DOCUMENT EXTRACT
▬▬▬▬▬▬▬▬▬▬

If we want probe results (for example) to be available in parameters, we need a way to ensure that the interpreter doesn't read ahead and use the parameter value before the probe move finishes.

Here is one possible solution to that:

Every canonical command has two lists associated with it, a list of parameters that it wants to read, and a list of parameters it wants to write. G-code lines of the form #100 = [#100+#101*2] also have lists, which are created on the fly when the expression is parsed - in this case it reads parameters 100 and 101, and writes parameter 100.

Every canonical command issued, as well as every expression executed, is given a serial number, a 64 bit integer. That is large enough to ensure that the numbers will be monotonically increasing during any run.

Each parameter has associated with it a "latest writer" field, which accepts a serial number.

The interpreter also has a "last executed" variable, which contains the serial number of the latest command to finish executing.

In the interpreter, when it is time to evaluate an expression, or to execute a canonical, the code would loop through the list of "params to be read" for that operation. If the "latest writer" fields for each of those parameters are equal or less than "last executed", the interp knows that the parameters are up to date, and the operation would proceed. If not, the interpreter would sleep and retry that field later.

Once the operation is allowed to start, it would write its own serial number into the "latest writer" fields of every parameter on its "params to write" list. That would force subsequent operations that want to read those parameters to wait.

▬▬▬▬▬▬▬▬▬▬

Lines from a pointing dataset
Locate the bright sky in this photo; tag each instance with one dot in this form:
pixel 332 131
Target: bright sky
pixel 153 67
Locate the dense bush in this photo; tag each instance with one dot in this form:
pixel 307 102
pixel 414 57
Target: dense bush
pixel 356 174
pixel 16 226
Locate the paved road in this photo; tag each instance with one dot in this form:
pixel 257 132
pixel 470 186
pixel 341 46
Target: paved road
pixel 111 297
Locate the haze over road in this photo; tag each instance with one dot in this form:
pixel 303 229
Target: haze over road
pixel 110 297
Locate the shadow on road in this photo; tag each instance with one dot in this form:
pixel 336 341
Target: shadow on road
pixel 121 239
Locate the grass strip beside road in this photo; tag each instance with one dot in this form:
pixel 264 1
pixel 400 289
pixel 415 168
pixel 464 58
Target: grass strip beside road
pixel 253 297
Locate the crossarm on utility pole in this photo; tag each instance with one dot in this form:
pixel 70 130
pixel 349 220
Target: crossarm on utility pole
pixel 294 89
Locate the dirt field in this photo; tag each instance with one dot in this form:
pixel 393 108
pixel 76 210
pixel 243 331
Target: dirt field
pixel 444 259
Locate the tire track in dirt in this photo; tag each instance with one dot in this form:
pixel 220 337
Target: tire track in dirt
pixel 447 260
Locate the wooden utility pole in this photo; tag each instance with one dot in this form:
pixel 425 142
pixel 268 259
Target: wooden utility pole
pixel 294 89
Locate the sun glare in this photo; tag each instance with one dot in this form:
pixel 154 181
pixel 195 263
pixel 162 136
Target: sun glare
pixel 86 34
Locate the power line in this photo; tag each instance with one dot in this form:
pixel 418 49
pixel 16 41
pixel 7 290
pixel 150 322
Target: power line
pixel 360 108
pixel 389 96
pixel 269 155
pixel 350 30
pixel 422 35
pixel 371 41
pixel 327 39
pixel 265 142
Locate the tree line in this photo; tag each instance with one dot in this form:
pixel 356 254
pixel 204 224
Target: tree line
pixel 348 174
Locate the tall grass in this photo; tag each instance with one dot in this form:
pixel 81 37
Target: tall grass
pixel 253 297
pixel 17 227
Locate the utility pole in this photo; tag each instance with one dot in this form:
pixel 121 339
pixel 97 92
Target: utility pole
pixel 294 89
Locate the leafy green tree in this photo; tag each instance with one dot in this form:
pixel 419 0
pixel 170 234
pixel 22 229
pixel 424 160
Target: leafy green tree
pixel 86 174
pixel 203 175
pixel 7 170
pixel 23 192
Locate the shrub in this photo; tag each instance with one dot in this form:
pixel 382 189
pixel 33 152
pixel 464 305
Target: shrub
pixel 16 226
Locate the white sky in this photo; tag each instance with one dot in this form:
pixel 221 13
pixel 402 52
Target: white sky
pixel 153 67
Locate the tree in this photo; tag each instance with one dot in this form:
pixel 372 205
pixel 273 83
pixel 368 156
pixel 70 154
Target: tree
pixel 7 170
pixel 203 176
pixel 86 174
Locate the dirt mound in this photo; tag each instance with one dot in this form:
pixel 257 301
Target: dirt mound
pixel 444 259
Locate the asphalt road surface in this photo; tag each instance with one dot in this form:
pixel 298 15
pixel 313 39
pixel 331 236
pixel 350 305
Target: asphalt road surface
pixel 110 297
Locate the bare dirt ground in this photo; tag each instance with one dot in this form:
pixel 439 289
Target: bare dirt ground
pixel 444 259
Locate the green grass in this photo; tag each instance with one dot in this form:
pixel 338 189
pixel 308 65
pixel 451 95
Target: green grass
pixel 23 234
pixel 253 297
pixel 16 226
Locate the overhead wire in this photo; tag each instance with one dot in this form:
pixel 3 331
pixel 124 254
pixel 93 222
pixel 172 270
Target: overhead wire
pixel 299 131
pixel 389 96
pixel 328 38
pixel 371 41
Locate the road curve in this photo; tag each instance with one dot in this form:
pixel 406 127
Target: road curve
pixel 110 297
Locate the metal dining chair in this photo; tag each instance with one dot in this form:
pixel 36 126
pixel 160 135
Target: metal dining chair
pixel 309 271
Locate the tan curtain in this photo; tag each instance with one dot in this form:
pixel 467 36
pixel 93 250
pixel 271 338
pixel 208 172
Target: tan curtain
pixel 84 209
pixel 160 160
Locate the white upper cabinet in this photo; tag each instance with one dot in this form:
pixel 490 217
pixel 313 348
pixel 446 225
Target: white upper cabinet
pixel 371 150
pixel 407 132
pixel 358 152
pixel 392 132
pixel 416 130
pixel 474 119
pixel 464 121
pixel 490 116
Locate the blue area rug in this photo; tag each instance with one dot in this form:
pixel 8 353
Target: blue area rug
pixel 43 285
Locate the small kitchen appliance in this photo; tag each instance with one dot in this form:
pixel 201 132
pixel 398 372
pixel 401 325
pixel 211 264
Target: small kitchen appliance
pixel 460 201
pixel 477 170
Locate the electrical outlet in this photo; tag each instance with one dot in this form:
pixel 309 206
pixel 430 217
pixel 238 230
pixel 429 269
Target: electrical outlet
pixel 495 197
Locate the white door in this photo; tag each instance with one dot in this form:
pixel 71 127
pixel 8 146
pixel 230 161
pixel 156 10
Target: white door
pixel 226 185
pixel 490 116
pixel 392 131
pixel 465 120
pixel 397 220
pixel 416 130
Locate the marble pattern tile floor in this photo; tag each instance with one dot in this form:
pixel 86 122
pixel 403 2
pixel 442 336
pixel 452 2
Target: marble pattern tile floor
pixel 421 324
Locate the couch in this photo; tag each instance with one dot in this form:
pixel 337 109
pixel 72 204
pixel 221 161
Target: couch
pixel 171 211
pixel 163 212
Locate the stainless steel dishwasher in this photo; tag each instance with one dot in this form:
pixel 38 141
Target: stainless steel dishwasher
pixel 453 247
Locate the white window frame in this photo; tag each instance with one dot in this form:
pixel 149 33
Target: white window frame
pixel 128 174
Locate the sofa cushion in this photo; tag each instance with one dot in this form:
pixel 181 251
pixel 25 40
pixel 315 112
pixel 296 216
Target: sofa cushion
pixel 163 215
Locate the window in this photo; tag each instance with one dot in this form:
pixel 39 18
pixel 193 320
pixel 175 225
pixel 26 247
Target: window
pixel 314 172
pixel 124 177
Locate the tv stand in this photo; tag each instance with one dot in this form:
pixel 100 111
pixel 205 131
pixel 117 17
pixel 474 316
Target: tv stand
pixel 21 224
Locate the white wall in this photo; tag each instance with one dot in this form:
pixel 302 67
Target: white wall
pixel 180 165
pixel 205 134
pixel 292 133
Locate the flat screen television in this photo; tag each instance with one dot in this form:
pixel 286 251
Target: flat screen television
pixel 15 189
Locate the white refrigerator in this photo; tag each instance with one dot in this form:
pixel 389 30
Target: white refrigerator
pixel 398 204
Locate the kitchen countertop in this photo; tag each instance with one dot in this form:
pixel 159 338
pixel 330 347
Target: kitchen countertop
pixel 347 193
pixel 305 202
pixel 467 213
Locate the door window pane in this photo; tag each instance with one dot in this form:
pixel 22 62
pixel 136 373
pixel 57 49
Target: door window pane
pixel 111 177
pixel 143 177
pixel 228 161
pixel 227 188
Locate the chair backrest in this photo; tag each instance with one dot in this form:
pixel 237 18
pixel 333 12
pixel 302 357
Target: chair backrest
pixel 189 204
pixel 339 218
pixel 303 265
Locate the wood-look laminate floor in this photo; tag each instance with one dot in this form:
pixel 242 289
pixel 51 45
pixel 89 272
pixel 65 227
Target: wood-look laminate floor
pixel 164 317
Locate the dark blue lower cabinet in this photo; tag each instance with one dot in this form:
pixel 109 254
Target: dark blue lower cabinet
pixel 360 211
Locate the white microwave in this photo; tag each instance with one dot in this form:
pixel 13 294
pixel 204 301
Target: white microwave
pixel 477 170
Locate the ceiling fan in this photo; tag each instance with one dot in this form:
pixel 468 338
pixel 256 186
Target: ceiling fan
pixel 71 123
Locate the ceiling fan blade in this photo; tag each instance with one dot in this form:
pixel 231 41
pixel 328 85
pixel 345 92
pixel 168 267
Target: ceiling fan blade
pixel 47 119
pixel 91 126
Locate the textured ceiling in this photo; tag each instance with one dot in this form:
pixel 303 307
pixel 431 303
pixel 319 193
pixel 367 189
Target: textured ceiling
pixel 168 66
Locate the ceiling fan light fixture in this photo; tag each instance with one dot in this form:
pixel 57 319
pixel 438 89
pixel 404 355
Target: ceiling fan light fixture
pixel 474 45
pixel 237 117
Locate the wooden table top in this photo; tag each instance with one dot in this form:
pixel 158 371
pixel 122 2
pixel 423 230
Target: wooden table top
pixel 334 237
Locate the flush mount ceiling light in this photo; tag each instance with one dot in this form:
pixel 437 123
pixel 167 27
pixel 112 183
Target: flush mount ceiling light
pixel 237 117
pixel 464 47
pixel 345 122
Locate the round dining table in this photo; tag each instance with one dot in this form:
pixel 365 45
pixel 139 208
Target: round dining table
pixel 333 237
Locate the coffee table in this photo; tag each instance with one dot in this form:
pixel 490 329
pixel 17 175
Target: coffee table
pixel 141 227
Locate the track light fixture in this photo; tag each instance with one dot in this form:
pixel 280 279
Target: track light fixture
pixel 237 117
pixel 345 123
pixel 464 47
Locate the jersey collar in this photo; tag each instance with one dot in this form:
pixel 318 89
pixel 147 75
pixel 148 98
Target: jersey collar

▬▬▬▬▬▬▬▬▬▬

STATED EXERCISE 1
In the note on interpreter read-ahead, what kind of number is the serial number given to each command and expression?
STATED EXERCISE 2
Rewrite the stretch of the interpreter read-ahead note from "Every canonical command has" through "during any run.", putting "sequence number" in place of "serial number".

REPLY 1
A 64 bit integer.

REPLY 2
Every canonical command has two lists associated with it, a list of parameters that it wants to read, and a list of parameters it wants to write. G-code lines of the form #100 = [#100+#101*2] also have lists, which are created on the fly when the expression is parsed - in this case it reads parameters 100 and 101, and writes parameter 100.

Every canonical command issued, as well as every expression executed, is given a sequence number, a 64 bit integer. That is large enough to ensure that the numbers will be monotonically increasing during any run.